**Your task**
Copy the entries below character for character, from the first line through the line that contains "140,123,172,129". Include both of those lines and stop there.
=== Record list ===
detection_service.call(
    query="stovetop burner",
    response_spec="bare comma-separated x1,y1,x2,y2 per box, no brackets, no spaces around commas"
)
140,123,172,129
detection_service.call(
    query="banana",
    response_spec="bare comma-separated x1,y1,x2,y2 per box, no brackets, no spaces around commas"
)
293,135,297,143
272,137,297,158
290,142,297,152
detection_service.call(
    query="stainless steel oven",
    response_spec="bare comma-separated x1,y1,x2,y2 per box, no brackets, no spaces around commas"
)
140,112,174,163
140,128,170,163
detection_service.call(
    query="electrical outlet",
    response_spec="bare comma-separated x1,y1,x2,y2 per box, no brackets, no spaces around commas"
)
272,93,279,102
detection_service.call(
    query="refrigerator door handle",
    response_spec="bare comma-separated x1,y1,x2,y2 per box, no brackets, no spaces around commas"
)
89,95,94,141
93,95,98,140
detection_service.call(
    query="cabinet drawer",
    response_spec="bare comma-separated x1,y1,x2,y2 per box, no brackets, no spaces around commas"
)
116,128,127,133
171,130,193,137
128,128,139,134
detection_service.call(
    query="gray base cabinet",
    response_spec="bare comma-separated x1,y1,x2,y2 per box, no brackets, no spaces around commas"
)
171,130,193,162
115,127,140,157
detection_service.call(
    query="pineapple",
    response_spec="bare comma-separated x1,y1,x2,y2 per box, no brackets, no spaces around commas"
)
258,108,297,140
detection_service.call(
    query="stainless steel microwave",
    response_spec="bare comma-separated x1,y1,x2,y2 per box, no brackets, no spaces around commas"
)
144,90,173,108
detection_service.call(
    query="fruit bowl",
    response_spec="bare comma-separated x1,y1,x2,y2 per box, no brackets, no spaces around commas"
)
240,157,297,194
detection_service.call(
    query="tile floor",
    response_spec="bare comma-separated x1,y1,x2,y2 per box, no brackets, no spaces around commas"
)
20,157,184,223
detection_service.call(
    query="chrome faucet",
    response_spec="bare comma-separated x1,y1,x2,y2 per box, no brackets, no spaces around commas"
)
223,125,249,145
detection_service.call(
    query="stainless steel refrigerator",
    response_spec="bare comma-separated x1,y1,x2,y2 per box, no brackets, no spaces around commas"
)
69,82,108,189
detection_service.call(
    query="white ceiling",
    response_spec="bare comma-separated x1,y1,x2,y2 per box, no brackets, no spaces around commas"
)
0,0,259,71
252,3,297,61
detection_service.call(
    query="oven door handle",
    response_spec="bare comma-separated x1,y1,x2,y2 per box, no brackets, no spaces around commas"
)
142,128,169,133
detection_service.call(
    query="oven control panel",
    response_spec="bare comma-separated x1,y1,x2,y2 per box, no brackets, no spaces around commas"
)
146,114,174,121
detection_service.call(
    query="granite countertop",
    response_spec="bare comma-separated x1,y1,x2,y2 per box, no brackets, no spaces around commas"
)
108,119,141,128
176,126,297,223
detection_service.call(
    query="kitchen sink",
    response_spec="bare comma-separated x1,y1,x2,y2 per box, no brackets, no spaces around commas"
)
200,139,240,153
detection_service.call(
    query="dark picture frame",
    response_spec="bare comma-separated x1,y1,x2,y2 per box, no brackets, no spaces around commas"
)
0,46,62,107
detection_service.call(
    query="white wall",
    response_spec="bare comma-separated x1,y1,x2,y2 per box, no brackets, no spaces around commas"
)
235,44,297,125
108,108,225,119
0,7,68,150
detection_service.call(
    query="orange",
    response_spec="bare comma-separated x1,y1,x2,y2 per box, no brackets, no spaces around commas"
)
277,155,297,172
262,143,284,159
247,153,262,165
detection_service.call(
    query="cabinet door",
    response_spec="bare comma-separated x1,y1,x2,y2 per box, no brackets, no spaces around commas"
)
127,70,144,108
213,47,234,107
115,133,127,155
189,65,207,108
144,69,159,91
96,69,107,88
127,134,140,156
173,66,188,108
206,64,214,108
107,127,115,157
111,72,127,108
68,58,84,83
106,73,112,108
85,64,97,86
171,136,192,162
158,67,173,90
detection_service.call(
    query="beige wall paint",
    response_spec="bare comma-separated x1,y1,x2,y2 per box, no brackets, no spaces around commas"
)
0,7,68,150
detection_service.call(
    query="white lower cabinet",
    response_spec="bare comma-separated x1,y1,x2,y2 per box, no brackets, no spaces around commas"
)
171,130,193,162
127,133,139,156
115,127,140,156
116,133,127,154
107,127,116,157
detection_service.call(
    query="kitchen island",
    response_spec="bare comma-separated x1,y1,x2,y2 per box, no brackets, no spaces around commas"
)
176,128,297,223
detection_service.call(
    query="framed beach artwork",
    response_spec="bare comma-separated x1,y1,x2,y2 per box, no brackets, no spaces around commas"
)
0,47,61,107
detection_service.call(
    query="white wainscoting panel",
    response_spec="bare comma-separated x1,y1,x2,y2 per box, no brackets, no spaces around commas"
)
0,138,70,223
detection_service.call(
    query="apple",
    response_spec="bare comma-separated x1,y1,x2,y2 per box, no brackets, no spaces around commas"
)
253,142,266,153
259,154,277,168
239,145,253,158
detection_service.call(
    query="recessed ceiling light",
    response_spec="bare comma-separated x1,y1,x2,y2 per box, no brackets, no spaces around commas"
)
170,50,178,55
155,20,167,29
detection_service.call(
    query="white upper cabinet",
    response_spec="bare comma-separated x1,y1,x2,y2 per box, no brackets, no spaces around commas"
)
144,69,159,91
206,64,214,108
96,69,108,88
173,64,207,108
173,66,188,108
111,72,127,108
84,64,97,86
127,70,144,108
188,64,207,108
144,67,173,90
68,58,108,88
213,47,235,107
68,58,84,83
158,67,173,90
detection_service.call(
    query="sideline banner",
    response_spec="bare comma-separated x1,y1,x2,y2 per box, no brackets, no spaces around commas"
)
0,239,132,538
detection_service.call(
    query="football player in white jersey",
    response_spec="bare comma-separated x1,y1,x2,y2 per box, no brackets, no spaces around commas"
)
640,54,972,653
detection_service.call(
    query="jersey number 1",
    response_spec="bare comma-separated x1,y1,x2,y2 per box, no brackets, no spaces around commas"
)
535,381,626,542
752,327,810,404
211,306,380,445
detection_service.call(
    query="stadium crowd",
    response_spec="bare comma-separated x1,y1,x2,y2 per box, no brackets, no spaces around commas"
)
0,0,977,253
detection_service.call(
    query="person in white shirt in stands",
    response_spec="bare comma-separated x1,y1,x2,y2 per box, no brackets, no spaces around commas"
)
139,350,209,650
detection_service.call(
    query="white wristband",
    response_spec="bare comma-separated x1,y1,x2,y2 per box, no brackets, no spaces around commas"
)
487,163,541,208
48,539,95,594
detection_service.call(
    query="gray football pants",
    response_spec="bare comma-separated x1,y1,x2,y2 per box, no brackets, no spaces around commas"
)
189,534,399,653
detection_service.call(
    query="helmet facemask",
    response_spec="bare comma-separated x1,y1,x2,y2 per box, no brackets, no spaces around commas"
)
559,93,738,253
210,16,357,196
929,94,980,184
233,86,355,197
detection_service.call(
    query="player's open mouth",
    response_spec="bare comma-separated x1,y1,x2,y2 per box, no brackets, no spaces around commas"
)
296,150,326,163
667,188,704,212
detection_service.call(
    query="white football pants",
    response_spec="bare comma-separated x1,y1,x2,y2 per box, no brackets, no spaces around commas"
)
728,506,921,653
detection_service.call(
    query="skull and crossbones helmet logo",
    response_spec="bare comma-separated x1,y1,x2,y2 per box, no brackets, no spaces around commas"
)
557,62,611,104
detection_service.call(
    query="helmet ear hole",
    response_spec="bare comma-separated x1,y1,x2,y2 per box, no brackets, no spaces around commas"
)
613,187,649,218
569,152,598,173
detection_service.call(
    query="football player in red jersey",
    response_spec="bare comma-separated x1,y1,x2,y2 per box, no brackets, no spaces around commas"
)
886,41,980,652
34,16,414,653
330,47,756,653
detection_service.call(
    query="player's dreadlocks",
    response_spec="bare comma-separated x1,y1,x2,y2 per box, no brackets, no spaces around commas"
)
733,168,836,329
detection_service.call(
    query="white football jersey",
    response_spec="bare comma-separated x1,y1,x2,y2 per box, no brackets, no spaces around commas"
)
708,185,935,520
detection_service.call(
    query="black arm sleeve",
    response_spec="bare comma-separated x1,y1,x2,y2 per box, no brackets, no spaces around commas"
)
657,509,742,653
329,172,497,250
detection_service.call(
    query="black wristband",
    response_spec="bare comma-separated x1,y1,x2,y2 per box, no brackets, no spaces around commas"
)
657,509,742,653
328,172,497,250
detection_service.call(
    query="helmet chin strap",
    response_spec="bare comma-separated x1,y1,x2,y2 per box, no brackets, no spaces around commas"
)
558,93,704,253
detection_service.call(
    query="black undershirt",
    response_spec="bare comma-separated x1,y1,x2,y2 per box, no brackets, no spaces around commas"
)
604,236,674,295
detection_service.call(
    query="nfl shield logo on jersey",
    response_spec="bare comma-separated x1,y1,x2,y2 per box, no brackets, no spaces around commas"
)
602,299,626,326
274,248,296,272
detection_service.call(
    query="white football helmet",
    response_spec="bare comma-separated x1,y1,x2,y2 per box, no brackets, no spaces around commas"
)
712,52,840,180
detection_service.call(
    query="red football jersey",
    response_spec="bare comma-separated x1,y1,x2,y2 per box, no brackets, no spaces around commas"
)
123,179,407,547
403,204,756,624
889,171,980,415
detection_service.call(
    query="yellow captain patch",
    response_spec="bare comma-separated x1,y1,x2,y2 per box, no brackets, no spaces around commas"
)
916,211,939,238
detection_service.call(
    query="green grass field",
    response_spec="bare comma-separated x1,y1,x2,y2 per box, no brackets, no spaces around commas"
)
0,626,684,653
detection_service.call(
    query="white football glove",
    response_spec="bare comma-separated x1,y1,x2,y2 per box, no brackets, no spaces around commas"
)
===
**Problem solution**
detection_service.call(
    query="stovetop burner",
    response_spec="bare comma-separated x1,y1,x2,y2 per box, no brackets, no spaces around commas"
)
140,123,172,129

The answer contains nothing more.